- **Passage**

# How to get a job....: )



## egirl2214 (Apr 18, 2006)

I really want this job at a fine dinning restraunt....I'm 15..I would like to become a chef, and I have heard that If you want a chef position at a High End restraunt I sould be a waitress there first....Does anyone know how i should go about this.....

Right now I think that they Prob. wont give it to me because Im 15........


----------



## dano1 (Oct 23, 2003)

get thee to the dishpit.


----------



## egirl2214 (Apr 18, 2006)

lol  I have been reluctent to ask about anything becouse of the laws about working a 15 year old..............DO you think they will give me a job at the dish pit?


----------



## dano1 (Oct 23, 2003)

depends on your sate laws but yeah shouldn't be a prob-may need authorization froma parent or guardian now and hours are limited now. Been a while since i was 15 . If a want to get in the kitchen thats your best bet.

Server is out-too young to serve alcohol, no experience, etc....maybe hostess or busser. But you wanna go boh anyways.


----------



## butt3r_chick3n (Oct 22, 2005)

If you wanna get a feel for the kitchen, then dishwash.

It's dirty, horrible work, but if you're lucky the EC will let you start with some prep work and then eventually get to cook.

That's how I ended up doing it. Starting dishwashing around your age (maybe a year older) and now I'm getting to work on the line. It's great stuff.  Took a few years though to move up.


----------



## aprilb (Feb 4, 2006)

In Montana you could start housekeeping at 14, dish at 16 but couldn't 'play with knives' until you were 18. <LOL> Personally I couldn't understand why a disher could wash them but couldn't use them. I also had a chuckle because both my 14 yo daughter and myself learned to cook at around age 5.

I would recommend that when you interview you make your intentions very clear. One place I worked at 'promoted' at least 2 of dishers that had done this within a couple of months of starting. They were promoted to helping with prep and went from there.

Just show enthusiasm and talent. Enthusiasm and hard work will do it every time.

April :roll:


----------



## dano1 (Oct 23, 2003)

it ain't all that-its a necessary and integral part of the operation. **** i've spent many a night as an ec in the pit.


----------



## egirl2214 (Apr 18, 2006)

Thanks all!!!:roll:


----------

- **Instructions for the task**
According to the forum thread, at what age could someone in Montana start working as a dishwasher?

- **Source excerpt**
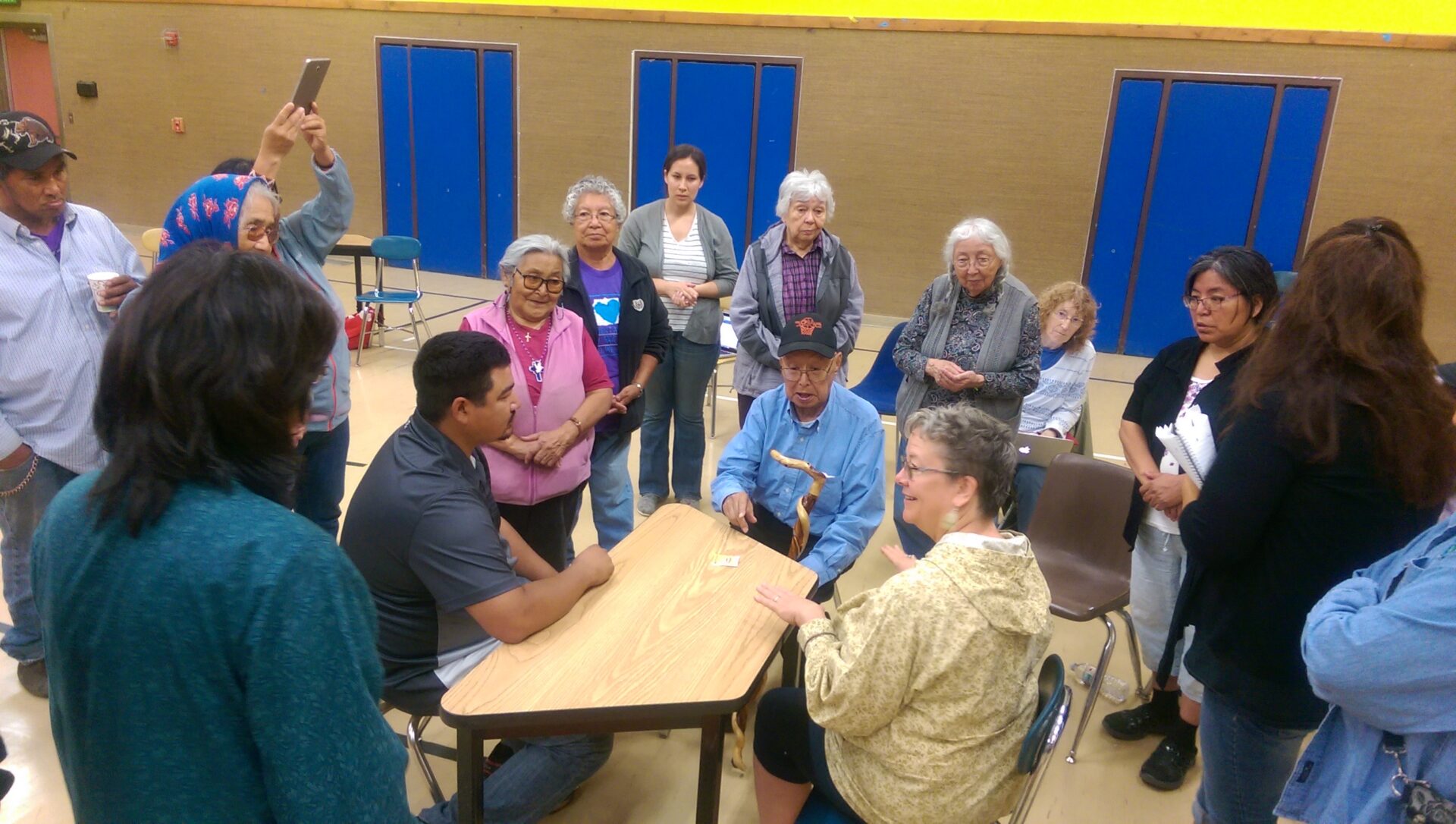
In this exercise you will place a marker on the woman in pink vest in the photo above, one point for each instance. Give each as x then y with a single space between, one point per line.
539 470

- **Response**
At 16.